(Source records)
┌──
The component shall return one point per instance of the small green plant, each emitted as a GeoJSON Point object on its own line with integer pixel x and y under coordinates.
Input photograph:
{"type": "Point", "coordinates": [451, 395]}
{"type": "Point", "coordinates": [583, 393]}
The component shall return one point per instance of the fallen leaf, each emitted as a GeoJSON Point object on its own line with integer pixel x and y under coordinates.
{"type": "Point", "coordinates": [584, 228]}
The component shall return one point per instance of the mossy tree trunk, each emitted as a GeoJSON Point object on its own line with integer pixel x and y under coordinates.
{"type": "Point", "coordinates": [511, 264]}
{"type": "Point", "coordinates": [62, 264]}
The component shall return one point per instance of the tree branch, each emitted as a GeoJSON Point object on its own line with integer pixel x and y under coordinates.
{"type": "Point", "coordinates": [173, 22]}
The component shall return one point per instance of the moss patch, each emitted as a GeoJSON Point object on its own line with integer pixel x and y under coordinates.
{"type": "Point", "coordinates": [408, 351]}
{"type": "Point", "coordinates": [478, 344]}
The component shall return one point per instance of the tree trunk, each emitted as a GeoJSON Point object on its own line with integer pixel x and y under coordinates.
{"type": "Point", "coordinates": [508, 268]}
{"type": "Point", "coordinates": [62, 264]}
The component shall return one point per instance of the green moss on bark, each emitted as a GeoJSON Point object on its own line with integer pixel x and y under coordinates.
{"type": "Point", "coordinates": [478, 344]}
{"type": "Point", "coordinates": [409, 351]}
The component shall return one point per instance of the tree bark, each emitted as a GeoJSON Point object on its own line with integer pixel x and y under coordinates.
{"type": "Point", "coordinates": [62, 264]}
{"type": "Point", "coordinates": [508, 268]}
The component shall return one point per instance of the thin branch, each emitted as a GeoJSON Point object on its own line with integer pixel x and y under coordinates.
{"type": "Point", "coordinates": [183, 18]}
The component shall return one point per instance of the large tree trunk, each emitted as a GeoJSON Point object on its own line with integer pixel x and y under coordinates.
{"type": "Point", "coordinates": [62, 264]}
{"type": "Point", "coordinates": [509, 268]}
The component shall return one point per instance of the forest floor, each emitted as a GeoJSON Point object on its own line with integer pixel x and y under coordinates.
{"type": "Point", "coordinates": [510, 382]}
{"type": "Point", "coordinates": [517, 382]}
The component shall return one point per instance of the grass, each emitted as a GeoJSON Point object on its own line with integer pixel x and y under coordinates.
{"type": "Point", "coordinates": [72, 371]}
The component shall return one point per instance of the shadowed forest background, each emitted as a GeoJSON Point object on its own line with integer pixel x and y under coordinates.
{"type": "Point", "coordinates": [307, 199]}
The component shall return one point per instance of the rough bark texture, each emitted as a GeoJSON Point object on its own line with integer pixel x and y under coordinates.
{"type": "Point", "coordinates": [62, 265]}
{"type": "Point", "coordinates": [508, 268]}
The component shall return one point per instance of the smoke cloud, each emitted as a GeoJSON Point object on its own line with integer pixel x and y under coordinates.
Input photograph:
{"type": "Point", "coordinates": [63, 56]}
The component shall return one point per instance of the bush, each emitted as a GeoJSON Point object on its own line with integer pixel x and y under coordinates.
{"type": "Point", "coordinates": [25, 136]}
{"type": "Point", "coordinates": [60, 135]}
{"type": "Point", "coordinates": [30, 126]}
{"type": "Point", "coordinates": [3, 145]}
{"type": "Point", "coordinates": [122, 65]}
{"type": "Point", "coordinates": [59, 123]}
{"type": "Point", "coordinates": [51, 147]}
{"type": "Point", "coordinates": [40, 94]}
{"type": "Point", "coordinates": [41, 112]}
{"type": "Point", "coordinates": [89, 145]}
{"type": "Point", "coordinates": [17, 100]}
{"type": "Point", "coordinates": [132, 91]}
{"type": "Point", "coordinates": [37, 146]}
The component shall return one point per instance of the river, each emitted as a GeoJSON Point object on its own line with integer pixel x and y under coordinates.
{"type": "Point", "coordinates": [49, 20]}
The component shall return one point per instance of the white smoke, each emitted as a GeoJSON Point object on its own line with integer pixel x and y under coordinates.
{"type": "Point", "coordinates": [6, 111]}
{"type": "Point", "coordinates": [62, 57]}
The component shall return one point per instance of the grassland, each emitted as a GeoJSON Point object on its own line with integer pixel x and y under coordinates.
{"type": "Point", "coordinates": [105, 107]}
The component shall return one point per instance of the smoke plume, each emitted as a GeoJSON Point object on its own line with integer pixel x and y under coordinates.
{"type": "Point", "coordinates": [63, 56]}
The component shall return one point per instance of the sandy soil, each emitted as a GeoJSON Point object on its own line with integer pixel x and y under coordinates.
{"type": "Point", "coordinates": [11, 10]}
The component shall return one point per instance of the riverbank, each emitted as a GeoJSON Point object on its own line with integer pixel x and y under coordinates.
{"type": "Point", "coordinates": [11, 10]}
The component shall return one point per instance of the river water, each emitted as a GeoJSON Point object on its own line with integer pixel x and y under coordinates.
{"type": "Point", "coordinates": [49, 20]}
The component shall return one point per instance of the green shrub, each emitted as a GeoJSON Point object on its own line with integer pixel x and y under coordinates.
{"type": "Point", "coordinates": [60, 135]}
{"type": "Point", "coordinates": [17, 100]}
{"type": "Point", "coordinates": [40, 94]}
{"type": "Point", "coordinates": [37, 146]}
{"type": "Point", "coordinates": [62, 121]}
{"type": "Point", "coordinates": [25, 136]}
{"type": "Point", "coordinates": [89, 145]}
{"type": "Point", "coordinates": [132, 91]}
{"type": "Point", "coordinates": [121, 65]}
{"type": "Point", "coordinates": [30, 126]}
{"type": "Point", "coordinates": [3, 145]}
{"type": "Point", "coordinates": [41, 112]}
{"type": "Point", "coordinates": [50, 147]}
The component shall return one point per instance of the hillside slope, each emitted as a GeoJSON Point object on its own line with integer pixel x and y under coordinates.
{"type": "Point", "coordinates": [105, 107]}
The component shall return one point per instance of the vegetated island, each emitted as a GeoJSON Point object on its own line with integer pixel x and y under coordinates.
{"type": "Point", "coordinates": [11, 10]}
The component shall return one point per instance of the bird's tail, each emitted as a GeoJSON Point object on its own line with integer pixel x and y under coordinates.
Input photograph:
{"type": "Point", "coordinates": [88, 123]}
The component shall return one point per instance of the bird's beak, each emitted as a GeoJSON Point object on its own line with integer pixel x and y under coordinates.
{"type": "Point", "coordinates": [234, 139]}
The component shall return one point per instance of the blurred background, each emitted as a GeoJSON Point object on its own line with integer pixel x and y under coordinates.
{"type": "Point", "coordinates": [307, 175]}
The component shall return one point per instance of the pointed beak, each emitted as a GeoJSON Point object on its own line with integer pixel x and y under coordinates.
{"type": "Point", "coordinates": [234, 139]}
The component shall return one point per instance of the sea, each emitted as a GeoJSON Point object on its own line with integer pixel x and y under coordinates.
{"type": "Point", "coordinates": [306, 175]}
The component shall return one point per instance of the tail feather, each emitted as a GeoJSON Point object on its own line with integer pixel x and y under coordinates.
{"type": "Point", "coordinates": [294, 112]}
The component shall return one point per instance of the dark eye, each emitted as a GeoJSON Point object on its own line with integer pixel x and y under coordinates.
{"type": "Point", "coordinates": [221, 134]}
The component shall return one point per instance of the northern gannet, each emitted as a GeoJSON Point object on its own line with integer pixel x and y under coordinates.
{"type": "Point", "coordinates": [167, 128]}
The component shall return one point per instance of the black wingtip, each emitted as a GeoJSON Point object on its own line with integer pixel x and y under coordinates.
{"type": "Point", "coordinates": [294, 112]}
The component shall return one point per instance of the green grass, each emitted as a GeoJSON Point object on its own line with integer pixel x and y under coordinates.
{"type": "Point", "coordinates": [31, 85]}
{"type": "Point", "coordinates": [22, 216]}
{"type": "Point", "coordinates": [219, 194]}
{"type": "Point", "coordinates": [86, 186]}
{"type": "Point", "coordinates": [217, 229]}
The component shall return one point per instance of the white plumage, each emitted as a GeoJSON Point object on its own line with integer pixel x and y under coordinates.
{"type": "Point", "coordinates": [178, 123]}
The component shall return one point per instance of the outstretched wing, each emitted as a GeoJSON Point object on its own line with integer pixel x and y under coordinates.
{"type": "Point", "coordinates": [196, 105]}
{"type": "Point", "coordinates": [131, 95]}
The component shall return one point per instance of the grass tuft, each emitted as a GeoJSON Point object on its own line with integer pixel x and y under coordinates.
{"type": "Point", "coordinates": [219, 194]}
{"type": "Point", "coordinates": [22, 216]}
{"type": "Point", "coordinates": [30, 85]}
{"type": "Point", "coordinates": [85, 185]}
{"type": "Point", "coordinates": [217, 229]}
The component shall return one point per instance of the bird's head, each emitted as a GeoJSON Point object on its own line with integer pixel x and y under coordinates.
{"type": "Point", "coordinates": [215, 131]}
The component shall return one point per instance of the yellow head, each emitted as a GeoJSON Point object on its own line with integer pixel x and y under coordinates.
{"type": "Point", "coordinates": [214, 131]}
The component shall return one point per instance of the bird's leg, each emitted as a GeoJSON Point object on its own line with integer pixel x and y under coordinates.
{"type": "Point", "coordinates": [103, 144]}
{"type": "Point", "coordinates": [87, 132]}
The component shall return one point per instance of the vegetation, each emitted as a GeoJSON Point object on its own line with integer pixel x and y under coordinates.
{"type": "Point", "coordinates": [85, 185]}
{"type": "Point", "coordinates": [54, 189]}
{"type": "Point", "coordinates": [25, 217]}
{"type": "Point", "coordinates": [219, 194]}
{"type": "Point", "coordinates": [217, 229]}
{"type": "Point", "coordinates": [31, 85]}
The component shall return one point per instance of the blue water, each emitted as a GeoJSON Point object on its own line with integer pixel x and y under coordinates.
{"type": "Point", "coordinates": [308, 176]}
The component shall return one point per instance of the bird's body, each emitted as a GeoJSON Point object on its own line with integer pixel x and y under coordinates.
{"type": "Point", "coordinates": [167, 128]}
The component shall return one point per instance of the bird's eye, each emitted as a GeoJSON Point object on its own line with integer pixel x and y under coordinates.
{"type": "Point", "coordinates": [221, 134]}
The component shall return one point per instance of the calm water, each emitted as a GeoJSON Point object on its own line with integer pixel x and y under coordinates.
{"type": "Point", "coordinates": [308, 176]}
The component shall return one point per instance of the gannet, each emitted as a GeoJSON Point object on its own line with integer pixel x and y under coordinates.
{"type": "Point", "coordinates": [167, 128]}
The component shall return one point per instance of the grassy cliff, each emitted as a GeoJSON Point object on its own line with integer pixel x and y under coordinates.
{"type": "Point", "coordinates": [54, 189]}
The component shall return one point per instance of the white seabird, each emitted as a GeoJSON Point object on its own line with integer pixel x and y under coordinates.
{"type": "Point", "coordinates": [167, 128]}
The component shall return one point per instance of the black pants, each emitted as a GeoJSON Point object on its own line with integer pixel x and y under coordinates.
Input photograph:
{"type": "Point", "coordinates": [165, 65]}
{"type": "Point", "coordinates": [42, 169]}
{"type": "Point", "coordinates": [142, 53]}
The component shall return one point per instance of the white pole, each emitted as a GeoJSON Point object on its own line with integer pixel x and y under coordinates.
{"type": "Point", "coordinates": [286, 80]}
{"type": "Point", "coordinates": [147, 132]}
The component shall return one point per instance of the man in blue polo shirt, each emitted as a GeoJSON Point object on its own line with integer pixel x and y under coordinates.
└──
Could you print exactly the lines from the one containing "white pole, each" through the last line of the records above?

The component shall return one point per instance of the white pole, each emitted as a GeoJSON Point object on its own line with integer pixel x and y under coordinates.
{"type": "Point", "coordinates": [286, 80]}
{"type": "Point", "coordinates": [147, 132]}
The component shall return one point per instance of the man in blue polo shirt, each emitted as a GeoJSON Point object on its own line with integer pixel x and y under coordinates.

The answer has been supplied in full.